=== WHAT THE TASK REQUIRES ===
Skip every picture and transcribe the remaining material exactly.

[Photo object pointing records]
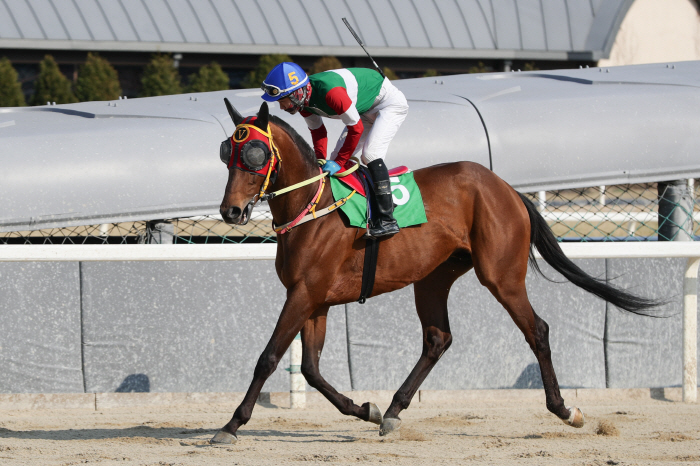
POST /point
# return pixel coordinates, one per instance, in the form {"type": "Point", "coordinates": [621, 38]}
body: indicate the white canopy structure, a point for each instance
{"type": "Point", "coordinates": [157, 157]}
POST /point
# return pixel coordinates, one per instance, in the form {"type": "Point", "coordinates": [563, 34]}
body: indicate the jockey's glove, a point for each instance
{"type": "Point", "coordinates": [331, 167]}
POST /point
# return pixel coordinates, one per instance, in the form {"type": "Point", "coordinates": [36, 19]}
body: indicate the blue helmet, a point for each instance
{"type": "Point", "coordinates": [284, 79]}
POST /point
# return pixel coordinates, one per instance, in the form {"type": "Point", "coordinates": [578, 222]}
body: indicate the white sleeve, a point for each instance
{"type": "Point", "coordinates": [313, 121]}
{"type": "Point", "coordinates": [351, 116]}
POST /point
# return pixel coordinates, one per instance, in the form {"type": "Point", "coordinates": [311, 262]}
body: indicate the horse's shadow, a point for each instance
{"type": "Point", "coordinates": [158, 433]}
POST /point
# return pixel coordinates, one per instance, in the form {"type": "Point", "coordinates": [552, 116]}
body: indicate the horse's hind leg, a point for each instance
{"type": "Point", "coordinates": [313, 336]}
{"type": "Point", "coordinates": [431, 303]}
{"type": "Point", "coordinates": [511, 293]}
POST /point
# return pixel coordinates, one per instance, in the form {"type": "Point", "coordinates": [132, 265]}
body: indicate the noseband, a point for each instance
{"type": "Point", "coordinates": [253, 151]}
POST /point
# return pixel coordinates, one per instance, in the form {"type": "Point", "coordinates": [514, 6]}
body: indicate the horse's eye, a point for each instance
{"type": "Point", "coordinates": [255, 155]}
{"type": "Point", "coordinates": [225, 151]}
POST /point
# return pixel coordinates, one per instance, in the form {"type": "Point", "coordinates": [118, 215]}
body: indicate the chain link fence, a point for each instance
{"type": "Point", "coordinates": [632, 212]}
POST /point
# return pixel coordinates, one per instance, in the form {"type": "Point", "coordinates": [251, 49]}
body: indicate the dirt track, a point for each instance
{"type": "Point", "coordinates": [493, 432]}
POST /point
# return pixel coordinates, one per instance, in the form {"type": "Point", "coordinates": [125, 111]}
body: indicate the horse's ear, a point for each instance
{"type": "Point", "coordinates": [235, 116]}
{"type": "Point", "coordinates": [263, 117]}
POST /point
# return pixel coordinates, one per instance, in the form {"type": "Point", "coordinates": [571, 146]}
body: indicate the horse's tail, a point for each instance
{"type": "Point", "coordinates": [542, 238]}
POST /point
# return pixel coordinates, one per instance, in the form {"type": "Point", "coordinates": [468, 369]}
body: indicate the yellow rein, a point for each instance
{"type": "Point", "coordinates": [312, 215]}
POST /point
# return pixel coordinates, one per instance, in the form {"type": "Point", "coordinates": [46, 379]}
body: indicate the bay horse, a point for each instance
{"type": "Point", "coordinates": [475, 220]}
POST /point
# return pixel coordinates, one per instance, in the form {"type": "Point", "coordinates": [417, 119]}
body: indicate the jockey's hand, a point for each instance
{"type": "Point", "coordinates": [331, 167]}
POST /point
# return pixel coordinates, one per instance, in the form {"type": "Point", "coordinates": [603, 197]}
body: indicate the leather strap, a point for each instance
{"type": "Point", "coordinates": [370, 268]}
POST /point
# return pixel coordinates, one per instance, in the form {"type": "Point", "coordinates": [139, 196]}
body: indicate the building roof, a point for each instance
{"type": "Point", "coordinates": [158, 157]}
{"type": "Point", "coordinates": [499, 29]}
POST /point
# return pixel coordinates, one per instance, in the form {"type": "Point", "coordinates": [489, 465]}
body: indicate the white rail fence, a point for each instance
{"type": "Point", "coordinates": [218, 252]}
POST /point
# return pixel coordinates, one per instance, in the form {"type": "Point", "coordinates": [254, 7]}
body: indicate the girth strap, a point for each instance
{"type": "Point", "coordinates": [370, 268]}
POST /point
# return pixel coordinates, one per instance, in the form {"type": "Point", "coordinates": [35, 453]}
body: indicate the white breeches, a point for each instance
{"type": "Point", "coordinates": [381, 122]}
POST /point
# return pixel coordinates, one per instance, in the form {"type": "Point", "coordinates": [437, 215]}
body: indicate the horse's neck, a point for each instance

=== WRITTEN ANSWER ===
POST /point
# return pixel coordinates, one per instance, in the form {"type": "Point", "coordinates": [621, 38]}
body: indicate the white canopy structure, a point for each instance
{"type": "Point", "coordinates": [157, 157]}
POST /point
# return pixel coordinates, one per instance, in the form {"type": "Point", "coordinates": [563, 34]}
body: indicate the jockey's glove, a point for each instance
{"type": "Point", "coordinates": [331, 167]}
POST /point
# return pixel coordinates, one per instance, in the form {"type": "Point", "coordinates": [36, 19]}
body: indicate the blue helmet, a point for each instance
{"type": "Point", "coordinates": [284, 79]}
POST /point
# return pixel coordinates, one per instance, in the form {"type": "Point", "coordinates": [578, 222]}
body: indicate the white sleeve, a point for each instance
{"type": "Point", "coordinates": [313, 121]}
{"type": "Point", "coordinates": [351, 116]}
POST /point
# return pixel coordinates, one per instance, in the form {"type": "Point", "coordinates": [311, 262]}
body: indicate the horse's shadow, a point for each instance
{"type": "Point", "coordinates": [158, 433]}
POST /point
# return pixel coordinates, one per instance, in the form {"type": "Point", "coordinates": [552, 116]}
body: indicate the horse's hind leg, a point for each instance
{"type": "Point", "coordinates": [313, 336]}
{"type": "Point", "coordinates": [431, 303]}
{"type": "Point", "coordinates": [511, 293]}
POST /point
# return pixel coordinates, one per instance, in the form {"type": "Point", "coordinates": [132, 265]}
body: indicate the noseband, a point for each instance
{"type": "Point", "coordinates": [253, 151]}
POST /point
# return pixel coordinates, one per instance, in the form {"type": "Point", "coordinates": [514, 6]}
body: indicate the horse's eye, a point for each instance
{"type": "Point", "coordinates": [255, 155]}
{"type": "Point", "coordinates": [225, 151]}
POST /point
# return pixel coordinates, one per instance, in the form {"type": "Point", "coordinates": [118, 215]}
body: indicate the chain link fence, a point for each instance
{"type": "Point", "coordinates": [632, 212]}
POST /point
# return pixel coordinates, one per instance, in the form {"type": "Point", "coordinates": [251, 49]}
body: indicate the dirt track, a point for each instance
{"type": "Point", "coordinates": [493, 432]}
POST /point
# return pixel coordinates, one per instance, in the form {"type": "Point", "coordinates": [125, 111]}
body: indicate the horse's ear, a point for each instance
{"type": "Point", "coordinates": [235, 116]}
{"type": "Point", "coordinates": [263, 117]}
POST /point
# return pixel coordinates, one per instance, in the form {"type": "Point", "coordinates": [571, 146]}
body: indicate the horse's tail, a point for each instance
{"type": "Point", "coordinates": [542, 238]}
POST /point
# return pixel coordinates, one per instance, in the form {"type": "Point", "coordinates": [468, 369]}
body: indicate the yellow rein, a point for each instance
{"type": "Point", "coordinates": [312, 215]}
POST /point
# return pixel coordinates, one per instance, in the form {"type": "Point", "coordinates": [46, 379]}
body: indicate the bay horse, a point for each instance
{"type": "Point", "coordinates": [475, 220]}
POST /point
# return pixel coordinates, one per instance, in the form {"type": "Point", "coordinates": [417, 119]}
body: indicate the jockey's hand, a point for each instance
{"type": "Point", "coordinates": [331, 167]}
POST /point
# return pixel coordinates, one per instance, in the form {"type": "Point", "coordinates": [603, 197]}
body: indicate the leather strap, a point for each instance
{"type": "Point", "coordinates": [370, 268]}
POST /point
# return pixel coordinates, one per instance, in the form {"type": "Point", "coordinates": [139, 196]}
body: indicate the building roof, a point for each instance
{"type": "Point", "coordinates": [158, 157]}
{"type": "Point", "coordinates": [499, 29]}
POST /point
# return pixel coordinates, one per instance, in the form {"type": "Point", "coordinates": [489, 465]}
body: indicate the white rail fence, a point for each instance
{"type": "Point", "coordinates": [218, 252]}
POST /point
# return pixel coordinates, one per instance, in the form {"type": "Point", "coordinates": [254, 7]}
body: indicate the girth strap, a point for each instance
{"type": "Point", "coordinates": [370, 268]}
POST /point
# return pixel coordinates, one per instance, in the form {"type": "Point", "coordinates": [35, 453]}
body: indicate the white breeches, a point for each instance
{"type": "Point", "coordinates": [381, 122]}
POST /point
# return pixel coordinates, one per instance, in the form {"type": "Point", "coordinates": [437, 215]}
body: indicate the horse's neck, a point for each instance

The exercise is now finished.